#### Requirement A:
In the extract about Disclosure's songwriting, besides "White Noise," which two singles did Jimmy Napes help create?
#### Requirement B:
Carry on the article about Disclosure's songwriting sessions from its last sentence.

#### Extract:

------------------------------------------------------------------------

The search result showed Eric Thomas, a speaker and self-styled hip-hop preacher who sometimes goes by ET.
“He was just chatting about business strategy for like, an hour,” Howard continues. “I bought it on iTunes and sampled it – just rhythmically cut it up to make it sound like he was rapping. I basically made him rap on the album. We just put a beat to it and Guy mixed it up a little bit and that’s the track.”
If you ask Guy and Howard about any of the other tracks, the process sounds similarly simple.
“With ‘White Noise,’ we had the session booked with Aluna [of AlunaGeorge] and the day came around and we had just come off tour for a month or two,” says Guy. “We had absolutely nothing to show her. I had one little bass riff and she was like ‘I like that.’” Howard and Aluna were tasked with a theme and lyrics, while Guy made the beat. Later that day, they had the completed track.
London-based songwriter and producer James Napier, who goes by the moniker Jimmy Napes, also contributed to that song’s creation as he did with singles “You & Me” and “Latch.”
“They are both naturally gifted musicians who have a great understanding of songwriting and arrangement,” Napes says of Guy and Howard, describing their sessions together as effortless and fun. “The fact that Disclosure have such a strong identity to their sound is what allows all the songs to tie together.”

------------------------------------------------------------------------

#### Data excerpts:
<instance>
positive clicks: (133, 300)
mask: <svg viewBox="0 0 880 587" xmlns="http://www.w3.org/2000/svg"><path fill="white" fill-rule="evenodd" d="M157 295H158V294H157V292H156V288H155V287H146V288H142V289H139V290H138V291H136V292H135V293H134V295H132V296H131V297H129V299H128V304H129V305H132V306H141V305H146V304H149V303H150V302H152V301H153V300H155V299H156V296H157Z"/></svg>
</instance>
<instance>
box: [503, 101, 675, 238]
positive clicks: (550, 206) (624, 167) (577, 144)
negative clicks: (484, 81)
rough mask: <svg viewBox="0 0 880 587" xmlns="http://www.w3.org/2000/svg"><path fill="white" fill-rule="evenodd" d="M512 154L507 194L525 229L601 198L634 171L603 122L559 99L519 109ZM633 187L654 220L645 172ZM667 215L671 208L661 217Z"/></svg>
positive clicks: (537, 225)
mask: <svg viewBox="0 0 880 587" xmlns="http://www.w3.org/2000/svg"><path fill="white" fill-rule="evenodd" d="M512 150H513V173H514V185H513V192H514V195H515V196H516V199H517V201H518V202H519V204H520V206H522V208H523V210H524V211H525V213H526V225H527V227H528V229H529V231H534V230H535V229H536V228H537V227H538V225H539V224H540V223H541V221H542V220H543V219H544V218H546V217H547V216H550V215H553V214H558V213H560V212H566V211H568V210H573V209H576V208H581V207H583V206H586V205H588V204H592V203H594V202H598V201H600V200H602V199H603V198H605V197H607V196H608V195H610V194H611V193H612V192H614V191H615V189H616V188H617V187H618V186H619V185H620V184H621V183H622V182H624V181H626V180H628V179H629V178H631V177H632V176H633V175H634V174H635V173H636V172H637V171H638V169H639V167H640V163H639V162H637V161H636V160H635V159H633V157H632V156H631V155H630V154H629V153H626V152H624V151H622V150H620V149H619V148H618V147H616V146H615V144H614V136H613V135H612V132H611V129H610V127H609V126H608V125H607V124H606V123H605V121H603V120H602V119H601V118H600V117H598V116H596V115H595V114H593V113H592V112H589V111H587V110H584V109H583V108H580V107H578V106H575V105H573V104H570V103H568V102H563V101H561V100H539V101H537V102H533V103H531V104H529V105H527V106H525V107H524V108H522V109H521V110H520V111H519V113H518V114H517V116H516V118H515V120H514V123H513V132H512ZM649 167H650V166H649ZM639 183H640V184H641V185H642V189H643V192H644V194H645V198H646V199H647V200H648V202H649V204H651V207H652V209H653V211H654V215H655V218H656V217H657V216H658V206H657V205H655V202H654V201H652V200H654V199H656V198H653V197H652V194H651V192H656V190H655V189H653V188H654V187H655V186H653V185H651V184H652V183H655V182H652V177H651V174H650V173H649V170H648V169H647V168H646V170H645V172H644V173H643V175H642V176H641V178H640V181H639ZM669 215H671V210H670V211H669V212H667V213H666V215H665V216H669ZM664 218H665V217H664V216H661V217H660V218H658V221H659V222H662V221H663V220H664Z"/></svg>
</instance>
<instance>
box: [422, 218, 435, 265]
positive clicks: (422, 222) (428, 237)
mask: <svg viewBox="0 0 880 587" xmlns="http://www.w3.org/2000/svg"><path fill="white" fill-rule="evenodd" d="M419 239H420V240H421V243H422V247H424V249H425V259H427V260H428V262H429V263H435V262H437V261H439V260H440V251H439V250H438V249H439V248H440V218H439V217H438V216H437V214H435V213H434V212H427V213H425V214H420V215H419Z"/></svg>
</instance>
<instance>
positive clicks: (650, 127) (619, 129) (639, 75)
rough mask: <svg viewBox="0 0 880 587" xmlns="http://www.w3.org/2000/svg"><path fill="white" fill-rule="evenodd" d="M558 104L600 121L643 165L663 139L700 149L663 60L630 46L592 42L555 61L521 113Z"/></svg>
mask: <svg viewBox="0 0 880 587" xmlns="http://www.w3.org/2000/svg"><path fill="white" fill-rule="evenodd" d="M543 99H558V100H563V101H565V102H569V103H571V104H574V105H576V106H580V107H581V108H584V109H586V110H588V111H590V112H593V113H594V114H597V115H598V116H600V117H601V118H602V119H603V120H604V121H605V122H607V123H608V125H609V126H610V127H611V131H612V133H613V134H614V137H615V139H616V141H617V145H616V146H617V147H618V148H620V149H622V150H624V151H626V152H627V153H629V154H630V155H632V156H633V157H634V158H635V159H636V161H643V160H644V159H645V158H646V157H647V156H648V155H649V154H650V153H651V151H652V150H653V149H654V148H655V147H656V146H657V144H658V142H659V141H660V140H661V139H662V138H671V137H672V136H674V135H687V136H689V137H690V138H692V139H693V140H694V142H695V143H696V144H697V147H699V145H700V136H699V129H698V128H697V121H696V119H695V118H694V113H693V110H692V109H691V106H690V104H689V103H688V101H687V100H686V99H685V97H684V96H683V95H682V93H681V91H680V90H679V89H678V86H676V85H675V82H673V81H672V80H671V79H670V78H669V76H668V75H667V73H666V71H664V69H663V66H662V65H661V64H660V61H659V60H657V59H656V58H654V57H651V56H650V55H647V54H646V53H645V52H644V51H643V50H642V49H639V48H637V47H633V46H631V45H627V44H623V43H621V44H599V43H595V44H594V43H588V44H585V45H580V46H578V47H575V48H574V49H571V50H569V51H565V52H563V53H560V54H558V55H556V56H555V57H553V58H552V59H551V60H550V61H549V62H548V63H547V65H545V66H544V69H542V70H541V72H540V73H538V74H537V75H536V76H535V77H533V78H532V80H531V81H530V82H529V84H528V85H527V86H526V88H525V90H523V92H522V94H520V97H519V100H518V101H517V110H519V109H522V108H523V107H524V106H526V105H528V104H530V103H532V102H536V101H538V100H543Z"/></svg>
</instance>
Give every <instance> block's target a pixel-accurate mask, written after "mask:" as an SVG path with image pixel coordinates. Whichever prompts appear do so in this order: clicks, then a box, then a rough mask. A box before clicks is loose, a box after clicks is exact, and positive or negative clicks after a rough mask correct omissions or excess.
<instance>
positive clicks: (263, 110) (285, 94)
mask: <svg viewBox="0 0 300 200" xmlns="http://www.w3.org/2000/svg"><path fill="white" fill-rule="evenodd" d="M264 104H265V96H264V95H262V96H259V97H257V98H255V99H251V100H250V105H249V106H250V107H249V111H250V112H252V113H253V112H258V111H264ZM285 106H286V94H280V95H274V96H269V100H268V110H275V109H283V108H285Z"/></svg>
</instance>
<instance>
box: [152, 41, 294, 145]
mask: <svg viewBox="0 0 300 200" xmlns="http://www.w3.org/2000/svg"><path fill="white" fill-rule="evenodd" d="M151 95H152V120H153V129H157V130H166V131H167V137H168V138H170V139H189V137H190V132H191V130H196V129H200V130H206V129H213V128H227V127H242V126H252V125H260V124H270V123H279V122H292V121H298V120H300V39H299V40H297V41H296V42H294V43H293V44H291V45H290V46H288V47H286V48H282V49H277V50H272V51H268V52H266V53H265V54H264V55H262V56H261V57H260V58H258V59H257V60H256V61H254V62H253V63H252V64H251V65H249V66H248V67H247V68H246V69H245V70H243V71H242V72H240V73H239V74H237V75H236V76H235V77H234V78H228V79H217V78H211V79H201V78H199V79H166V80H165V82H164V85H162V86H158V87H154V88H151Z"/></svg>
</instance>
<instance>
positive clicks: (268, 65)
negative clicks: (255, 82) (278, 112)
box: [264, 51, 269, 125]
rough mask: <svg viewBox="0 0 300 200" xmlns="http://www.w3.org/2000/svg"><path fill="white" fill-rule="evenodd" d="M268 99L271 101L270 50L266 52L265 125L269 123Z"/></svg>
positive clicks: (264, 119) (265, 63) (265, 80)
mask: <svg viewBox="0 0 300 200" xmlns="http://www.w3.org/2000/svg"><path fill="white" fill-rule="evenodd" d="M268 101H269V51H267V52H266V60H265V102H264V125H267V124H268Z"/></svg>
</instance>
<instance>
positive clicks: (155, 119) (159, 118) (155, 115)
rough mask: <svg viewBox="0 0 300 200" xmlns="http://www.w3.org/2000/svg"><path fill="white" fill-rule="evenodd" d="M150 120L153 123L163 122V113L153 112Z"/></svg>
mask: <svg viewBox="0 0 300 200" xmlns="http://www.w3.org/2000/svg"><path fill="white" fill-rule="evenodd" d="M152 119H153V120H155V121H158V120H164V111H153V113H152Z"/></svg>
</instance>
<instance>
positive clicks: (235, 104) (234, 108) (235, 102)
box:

------------------------------------------------------------------------

#### Exercise answer A:
"You & Me" and "Latch."

#### Exercise answer B:
Napes first met the Lawrence brothers at his studio for what wound up as the session for “Latch.” “I found myself digging out dusty vinyl of old-school garage records,” he says. “Their music caught my attention because it appealed to my love for house and garage while sounding completely refreshing and very much their own.”
Napes, a longtime friend of pop singer Eliza Doolittle, introduced the band to her for “You & Me,” which has been the most pop-oriented song of the duo’s relatively short catalog. As a co-writer and collaborator, Napes is almost a third member of the pair, though both Lawrences affirm that Disclosure is solely their own project.
Together, they all form a solid center in a new London dance music scene, alongside Jessie Ware, Sam Smith (who Napes writes with as well), AlunaGeorge, and London Grammar, all of whom are featured vocalists on “Settle.” Not to mention SBTRKT, with whom Disclosure toured; James Blake, who they repeatedly mention as an influence; and Ed McFarlane of the band Friendly Fires, who also features on the album.
“To us we’re just making music for the same reasons we’ve always made music,” says Guy. “But from everyone else’s perspective, we’re doing, apparently, a house music revival. Which seems a bit mad, because for us, house was always cool, it never went away. It just wasn’t very popular in the U.K. in mainstream clubs. Now if you look at the U.K. top ten you got us, people like Duke Dumont and Rudimental and Chris Malinchak and maybe even less than eight months ago you wouldn’t even see that in the charts.”
As the Lawrences breeze through their DJ set that evening with a selection of mostly their own songs peppered with current house and techno gems by Hot Natured and Breach, the feverish crowd response indicates a bright future for these young producers. The question remains: will Disclosure do for classic house music what the Rolling Stones once did for American blues? Or will they stay the figureheads of a sub-genre like The Klaxons, The Streets, and so many others before them? Maybe it’s a bit of both, but either way, Disclosure is making their mark.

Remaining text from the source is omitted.